╭──

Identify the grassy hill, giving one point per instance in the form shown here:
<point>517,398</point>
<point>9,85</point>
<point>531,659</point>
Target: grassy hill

╰──

**Objective**
Extract every line of the records above and reproduce each one unchanged, in the same order.

**Task response**
Identify the grassy hill, giving one point per instance in the form shown here:
<point>517,398</point>
<point>9,85</point>
<point>531,659</point>
Target: grassy hill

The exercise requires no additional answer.